* **PROVIDED TEXT**:
------------------------------------

Campbell Soup Company closing Toronto manufacturing facility

Campbell Soup Company announced  Jan. 24 plans to close its manufacturing facility in Toronto to improve the operational efficiency of its North American thermal supply chain network. Campbell will move its Canadian headquarters and commercial operations to a new location in the Greater Toronto area.

Several factors have resulted in excess capacity in Campbell’s North American thermal supply chain network, including significant productivity improvements and volume declines of canned soup in North America, the announcement said. Canadian soup and broth production will be consolidated into the company’s existing U.S. manufacturing network.

Opened in 1931, Toronto is the oldest plant in the Campbell thermal network. Due to its size and age, the Toronto plant cannot be retrofit in a way that is competitively viable, the company said.

Campbell plans to operate the Toronto facility for up to 18 months and will close it in phases, transitioning its production to three U.S. thermal plants in Maxton, North Carolina; Napoleon, Ohio; and Paris, Texas. Campbell employs nearly 600 people in Toronto including its headquarters, commercial operations and manufacturing functions. Approximately 380 manufacturing and manufacturing-related roles will be impacted.

Food & Beverage Canada launches

A new organization representing more than 1,500 food and beverage processing businesses in Canada was launched to work with governments and other stakeholders on industry priorities. The Ottawa-based “United to nourish the world,” Food & Beverage Canada (F&BC) will take a role in shaping public policy and industry actions, according to a press announcement.

------------------------------------

* **Point annotation rows**:
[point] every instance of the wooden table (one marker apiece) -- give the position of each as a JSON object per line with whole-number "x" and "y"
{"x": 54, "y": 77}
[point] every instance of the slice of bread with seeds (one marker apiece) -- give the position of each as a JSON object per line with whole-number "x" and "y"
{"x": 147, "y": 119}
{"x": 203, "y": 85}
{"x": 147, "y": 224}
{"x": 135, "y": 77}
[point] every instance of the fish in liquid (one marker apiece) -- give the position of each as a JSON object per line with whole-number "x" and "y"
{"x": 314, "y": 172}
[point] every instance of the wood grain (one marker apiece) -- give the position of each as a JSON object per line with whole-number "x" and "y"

------------------------------------

* **EXERCISE PROMPT**: Return everything from "Campbell Soup Company announced" down to "U.S. manufacturing network." in the food industry news text, word for word. The rows aren't needed for this.

* **THE COMPLETED TASK**:
Campbell Soup Company announced  Jan. 24 plans to close its manufacturing facility in Toronto to improve the operational efficiency of its North American thermal supply chain network. Campbell will move its Canadian headquarters and commercial operations to a new location in the Greater Toronto area.

Several factors have resulted in excess capacity in Campbell’s North American thermal supply chain network, including significant productivity improvements and volume declines of canned soup in North America, the announcement said. Canadian soup and broth production will be consolidated into the company’s existing U.S. manufacturing network.